--- Exercise instructions ---
Could you recast the entries, from their first line through the line containing "positive clicks: (307, 43)", as a Markdown table with the columns Row and Line, skipping any blank lines?

Saved data entries:
___

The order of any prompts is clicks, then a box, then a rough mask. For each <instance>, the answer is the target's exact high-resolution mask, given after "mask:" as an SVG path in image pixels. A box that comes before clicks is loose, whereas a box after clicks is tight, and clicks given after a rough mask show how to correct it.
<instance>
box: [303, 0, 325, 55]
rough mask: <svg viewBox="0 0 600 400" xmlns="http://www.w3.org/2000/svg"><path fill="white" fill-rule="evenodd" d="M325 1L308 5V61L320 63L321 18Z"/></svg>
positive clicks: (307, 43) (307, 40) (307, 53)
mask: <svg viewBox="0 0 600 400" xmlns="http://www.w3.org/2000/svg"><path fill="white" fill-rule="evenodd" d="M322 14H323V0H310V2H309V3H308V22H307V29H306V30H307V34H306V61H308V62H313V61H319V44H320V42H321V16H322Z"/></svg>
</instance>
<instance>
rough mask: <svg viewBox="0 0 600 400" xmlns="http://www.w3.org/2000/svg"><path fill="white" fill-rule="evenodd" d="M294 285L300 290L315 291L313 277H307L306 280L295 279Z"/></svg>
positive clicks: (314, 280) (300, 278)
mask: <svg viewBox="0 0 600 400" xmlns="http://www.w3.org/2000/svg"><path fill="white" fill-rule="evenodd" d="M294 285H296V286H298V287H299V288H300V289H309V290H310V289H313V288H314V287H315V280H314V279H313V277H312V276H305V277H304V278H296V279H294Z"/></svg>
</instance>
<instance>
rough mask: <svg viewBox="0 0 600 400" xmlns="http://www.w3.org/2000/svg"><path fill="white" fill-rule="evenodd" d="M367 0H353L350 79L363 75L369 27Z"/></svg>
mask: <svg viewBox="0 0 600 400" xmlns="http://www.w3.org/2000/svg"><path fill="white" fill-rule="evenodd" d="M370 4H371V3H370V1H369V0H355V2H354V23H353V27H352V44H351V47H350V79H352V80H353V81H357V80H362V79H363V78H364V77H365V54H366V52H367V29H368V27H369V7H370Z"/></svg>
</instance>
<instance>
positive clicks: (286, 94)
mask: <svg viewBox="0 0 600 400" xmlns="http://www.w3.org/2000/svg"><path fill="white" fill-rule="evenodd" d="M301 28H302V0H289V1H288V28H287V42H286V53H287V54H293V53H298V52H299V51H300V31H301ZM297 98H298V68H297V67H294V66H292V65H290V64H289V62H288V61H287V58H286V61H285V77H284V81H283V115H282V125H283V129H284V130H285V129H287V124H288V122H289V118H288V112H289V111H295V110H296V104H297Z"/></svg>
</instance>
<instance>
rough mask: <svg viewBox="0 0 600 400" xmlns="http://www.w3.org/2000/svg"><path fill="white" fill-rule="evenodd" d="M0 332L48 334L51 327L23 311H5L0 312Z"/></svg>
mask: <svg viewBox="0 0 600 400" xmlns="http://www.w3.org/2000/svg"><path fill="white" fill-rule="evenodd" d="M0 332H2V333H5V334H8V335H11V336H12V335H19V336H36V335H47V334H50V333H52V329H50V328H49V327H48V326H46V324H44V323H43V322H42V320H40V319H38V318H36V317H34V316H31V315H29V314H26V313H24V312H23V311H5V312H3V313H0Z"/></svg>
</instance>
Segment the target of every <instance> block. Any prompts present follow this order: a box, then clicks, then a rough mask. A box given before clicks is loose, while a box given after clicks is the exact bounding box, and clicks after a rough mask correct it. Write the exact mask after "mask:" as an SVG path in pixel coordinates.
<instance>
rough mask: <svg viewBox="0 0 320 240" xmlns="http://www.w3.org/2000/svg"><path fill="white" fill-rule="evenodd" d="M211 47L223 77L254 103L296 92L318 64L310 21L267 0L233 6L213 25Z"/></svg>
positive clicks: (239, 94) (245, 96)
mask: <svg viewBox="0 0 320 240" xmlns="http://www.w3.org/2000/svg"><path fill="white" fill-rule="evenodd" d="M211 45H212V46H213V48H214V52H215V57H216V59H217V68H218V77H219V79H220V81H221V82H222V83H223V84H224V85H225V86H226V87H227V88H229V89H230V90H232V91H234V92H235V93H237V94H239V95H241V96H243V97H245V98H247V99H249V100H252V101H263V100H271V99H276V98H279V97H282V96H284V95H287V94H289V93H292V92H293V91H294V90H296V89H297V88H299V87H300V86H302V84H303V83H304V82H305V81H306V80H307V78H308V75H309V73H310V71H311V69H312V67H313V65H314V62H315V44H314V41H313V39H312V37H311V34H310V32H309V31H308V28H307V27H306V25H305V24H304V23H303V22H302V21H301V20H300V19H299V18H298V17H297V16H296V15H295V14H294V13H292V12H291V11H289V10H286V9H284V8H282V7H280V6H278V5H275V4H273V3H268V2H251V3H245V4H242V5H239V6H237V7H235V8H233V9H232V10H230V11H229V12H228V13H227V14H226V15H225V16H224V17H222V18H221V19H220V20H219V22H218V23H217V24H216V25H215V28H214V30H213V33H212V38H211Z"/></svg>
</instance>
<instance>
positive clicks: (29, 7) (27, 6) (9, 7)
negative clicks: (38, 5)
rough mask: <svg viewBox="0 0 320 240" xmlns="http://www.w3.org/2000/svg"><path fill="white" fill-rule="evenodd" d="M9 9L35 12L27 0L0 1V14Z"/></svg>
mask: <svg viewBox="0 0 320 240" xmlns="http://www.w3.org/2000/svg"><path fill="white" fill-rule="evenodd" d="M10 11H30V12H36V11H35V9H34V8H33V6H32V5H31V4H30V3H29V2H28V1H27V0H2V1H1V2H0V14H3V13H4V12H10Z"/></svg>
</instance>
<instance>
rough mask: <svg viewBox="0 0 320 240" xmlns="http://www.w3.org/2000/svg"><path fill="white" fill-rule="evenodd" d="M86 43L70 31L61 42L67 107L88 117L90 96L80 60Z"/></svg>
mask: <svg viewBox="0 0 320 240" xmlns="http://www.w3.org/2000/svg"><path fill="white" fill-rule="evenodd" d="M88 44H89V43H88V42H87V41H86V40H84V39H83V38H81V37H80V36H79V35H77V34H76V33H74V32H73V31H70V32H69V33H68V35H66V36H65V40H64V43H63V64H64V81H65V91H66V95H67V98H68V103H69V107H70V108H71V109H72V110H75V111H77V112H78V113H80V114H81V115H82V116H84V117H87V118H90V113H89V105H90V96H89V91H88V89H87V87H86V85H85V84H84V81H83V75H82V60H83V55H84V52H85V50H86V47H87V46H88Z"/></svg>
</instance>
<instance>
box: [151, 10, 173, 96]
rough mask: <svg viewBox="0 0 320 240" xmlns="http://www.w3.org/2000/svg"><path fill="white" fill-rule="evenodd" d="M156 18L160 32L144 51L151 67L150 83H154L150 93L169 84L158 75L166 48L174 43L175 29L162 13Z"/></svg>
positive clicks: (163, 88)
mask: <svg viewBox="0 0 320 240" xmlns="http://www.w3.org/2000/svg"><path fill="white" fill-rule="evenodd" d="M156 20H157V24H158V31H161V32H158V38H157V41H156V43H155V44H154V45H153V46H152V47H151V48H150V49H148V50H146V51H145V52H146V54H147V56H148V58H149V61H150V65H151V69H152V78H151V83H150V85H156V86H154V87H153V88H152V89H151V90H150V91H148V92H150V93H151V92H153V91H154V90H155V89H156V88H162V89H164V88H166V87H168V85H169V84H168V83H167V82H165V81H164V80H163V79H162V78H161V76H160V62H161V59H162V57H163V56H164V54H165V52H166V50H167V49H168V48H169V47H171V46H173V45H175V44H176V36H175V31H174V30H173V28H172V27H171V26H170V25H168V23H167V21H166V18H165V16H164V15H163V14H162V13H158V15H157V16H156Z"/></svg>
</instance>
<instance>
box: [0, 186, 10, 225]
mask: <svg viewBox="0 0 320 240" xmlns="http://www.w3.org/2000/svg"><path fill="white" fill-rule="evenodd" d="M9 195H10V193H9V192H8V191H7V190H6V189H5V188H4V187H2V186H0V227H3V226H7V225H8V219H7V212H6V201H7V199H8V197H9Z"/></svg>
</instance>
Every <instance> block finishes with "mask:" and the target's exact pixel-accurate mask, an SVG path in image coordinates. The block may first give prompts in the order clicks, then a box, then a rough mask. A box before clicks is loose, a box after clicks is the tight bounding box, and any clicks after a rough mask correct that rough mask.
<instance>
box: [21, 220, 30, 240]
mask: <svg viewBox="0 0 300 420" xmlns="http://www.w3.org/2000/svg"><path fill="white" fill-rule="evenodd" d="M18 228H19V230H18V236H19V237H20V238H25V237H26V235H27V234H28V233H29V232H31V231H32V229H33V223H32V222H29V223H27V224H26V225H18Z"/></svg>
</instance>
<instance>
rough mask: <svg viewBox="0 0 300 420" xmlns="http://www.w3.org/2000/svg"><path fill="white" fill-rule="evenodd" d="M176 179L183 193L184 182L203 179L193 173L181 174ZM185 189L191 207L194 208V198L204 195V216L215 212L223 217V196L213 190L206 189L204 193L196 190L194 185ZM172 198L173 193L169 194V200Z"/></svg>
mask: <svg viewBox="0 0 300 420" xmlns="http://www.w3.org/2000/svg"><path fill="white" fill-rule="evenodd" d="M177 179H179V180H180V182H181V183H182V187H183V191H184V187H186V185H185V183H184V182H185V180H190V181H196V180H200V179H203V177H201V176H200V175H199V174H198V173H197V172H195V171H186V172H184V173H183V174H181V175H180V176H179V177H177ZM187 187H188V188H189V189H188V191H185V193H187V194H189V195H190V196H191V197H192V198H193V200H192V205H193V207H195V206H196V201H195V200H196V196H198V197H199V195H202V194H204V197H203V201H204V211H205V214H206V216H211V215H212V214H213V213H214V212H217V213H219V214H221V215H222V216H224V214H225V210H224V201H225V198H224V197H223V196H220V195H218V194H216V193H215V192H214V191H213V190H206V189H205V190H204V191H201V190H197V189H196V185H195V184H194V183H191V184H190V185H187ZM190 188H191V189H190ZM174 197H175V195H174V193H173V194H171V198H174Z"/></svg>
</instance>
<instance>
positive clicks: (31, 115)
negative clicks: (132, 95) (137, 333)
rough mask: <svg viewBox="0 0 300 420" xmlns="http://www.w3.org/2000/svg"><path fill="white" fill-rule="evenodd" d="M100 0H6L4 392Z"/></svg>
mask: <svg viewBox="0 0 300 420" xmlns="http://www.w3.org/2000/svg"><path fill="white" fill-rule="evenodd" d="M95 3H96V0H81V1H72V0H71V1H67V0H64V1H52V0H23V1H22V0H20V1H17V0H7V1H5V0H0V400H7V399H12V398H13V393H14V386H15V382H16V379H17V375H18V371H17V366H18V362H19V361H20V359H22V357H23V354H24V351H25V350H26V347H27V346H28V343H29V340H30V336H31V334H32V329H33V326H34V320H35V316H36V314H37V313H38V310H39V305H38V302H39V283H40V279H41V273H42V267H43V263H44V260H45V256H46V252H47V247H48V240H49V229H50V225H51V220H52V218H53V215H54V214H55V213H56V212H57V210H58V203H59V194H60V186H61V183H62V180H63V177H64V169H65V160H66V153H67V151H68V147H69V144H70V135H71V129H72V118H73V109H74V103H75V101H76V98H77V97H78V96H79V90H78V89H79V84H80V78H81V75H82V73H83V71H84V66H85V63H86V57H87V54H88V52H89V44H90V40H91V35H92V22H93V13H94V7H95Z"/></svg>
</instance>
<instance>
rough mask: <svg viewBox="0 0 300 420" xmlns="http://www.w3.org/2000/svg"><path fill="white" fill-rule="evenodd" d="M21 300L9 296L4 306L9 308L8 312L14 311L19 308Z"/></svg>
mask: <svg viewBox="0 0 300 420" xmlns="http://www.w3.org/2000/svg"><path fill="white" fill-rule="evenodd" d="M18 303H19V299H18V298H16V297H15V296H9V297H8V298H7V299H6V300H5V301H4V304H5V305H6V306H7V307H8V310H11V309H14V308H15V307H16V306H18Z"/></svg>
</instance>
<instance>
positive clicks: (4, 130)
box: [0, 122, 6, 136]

___

--- Written answer ---
| Row | Line |
|---|---|
| 1 | The order of any prompts is clicks, then a box, then a rough mask. For each <instance>, the answer is the target's exact high-resolution mask, given after "mask:" as an SVG path in image pixels. A box that comes before clicks is loose, whereas a box after clicks is tight, and clicks given after a rough mask show how to correct it. |
| 2 | <instance> |
| 3 | box: [303, 0, 325, 55] |
| 4 | rough mask: <svg viewBox="0 0 600 400" xmlns="http://www.w3.org/2000/svg"><path fill="white" fill-rule="evenodd" d="M325 1L308 5V61L320 63L321 18Z"/></svg> |
| 5 | positive clicks: (307, 43) (307, 40) (307, 53) |